↓
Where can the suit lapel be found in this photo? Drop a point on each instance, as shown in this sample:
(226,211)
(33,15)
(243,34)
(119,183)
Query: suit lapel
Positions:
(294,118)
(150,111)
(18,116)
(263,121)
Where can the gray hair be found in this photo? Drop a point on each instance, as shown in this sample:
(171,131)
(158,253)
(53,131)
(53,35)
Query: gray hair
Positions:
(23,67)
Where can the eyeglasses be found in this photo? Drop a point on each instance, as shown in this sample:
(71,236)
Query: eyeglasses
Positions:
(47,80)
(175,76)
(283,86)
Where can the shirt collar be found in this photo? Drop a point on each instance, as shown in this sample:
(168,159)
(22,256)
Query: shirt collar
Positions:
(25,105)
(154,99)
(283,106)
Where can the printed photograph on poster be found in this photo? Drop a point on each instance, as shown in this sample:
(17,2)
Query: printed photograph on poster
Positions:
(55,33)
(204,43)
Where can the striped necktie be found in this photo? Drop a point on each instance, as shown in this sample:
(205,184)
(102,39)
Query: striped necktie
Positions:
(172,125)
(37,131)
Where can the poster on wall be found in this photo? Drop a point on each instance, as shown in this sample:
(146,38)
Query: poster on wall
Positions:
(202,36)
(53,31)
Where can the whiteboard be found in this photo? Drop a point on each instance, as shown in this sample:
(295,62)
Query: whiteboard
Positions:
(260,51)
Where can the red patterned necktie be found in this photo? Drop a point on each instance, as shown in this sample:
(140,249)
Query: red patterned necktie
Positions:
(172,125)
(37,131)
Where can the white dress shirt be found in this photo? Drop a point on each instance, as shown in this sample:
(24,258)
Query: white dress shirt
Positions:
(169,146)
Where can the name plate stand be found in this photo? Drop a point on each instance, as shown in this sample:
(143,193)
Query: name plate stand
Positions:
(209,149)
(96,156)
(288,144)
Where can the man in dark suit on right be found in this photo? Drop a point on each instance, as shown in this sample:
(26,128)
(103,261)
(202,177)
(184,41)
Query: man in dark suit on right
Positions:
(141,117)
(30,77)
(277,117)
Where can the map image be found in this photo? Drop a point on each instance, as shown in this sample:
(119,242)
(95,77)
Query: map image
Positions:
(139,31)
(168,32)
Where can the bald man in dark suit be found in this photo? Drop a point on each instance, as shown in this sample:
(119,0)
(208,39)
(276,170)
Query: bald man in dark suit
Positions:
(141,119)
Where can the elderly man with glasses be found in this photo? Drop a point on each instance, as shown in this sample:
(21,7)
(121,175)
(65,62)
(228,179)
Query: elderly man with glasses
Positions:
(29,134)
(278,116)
↑
> **Task to complete**
The lines above should be printed again, exactly as they are.

> **Answer to the exercise**
Where can the suit lapel be found in this photo? Drop a point on each instance, as shown in this sample:
(226,211)
(33,15)
(243,34)
(119,183)
Query: suit lapel
Positions:
(294,118)
(150,111)
(18,116)
(263,121)
Where can the gray hair be found in this photo? Drop a point on each instance, as shown in this sample:
(171,131)
(158,253)
(53,131)
(53,35)
Query: gray hair
Positions:
(23,67)
Where can the eyeglasses be found in this photo? Drop a point on each instance, as shown in this sample:
(71,236)
Query: eyeglasses
Positions:
(47,80)
(175,76)
(283,86)
Where can the shirt collar be found in this photo? Drop a point on each instance, as shown in this sample:
(168,159)
(22,256)
Query: shirt collar
Positions:
(25,105)
(154,99)
(283,106)
Where can the printed photograph on poster be found in this photo? Drop a point on each instance, as shown in this sample:
(17,2)
Query: printed photograph on poster
Positions:
(55,33)
(204,43)
Where can the striped necktie be found in this photo? Drop a point on each instance, as shown in this sample:
(205,184)
(102,39)
Query: striped necktie
Positions:
(172,125)
(37,131)
Where can the poster on wall be found in this photo? Drop a point on each instance, as shown in this sample:
(146,38)
Query: poster on wall
Positions:
(202,36)
(53,31)
Where can the whiteboard be found in this photo? Drop a point on each instance, as shown in this sample:
(295,62)
Query: whiteboard
Positions:
(260,51)
Where can the red patterned necktie be found in this photo? Drop a point on each instance, as shown in this sample:
(140,249)
Query: red patterned necktie
Positions:
(172,125)
(37,131)
Where can the white dress shirt be found in this photo? Drop a point on each instance, as shown in this sample:
(24,258)
Query: white dress shirt
Positions:
(169,146)
Where can the name plate stand be found in this photo? Drop a point on each instance, as shown in this sample:
(143,193)
Query: name plate stand
Positions:
(209,149)
(96,156)
(288,144)
Where can the man in dark suit on right be found in this photo? Drop a point on each instance, as shown in this sample:
(26,128)
(103,261)
(202,177)
(184,41)
Query: man in dark suit on right
Positions:
(141,117)
(30,77)
(277,117)
Where can the map image be found in this photo? Drop a point on each instance, as shown in this sample:
(119,242)
(95,77)
Query: map image
Positions:
(139,31)
(168,32)
Where can the bald man in dark suit be found in this photo? Drop a point on each instance, as shown in this sample:
(119,0)
(208,39)
(276,170)
Query: bald man in dark suit
Positions:
(141,119)
Where can the elderly man with glasses be found in this photo? Drop a point on each instance, as shown in this sample:
(21,7)
(121,175)
(65,62)
(228,179)
Query: elderly man with glasses
Positions:
(29,134)
(278,116)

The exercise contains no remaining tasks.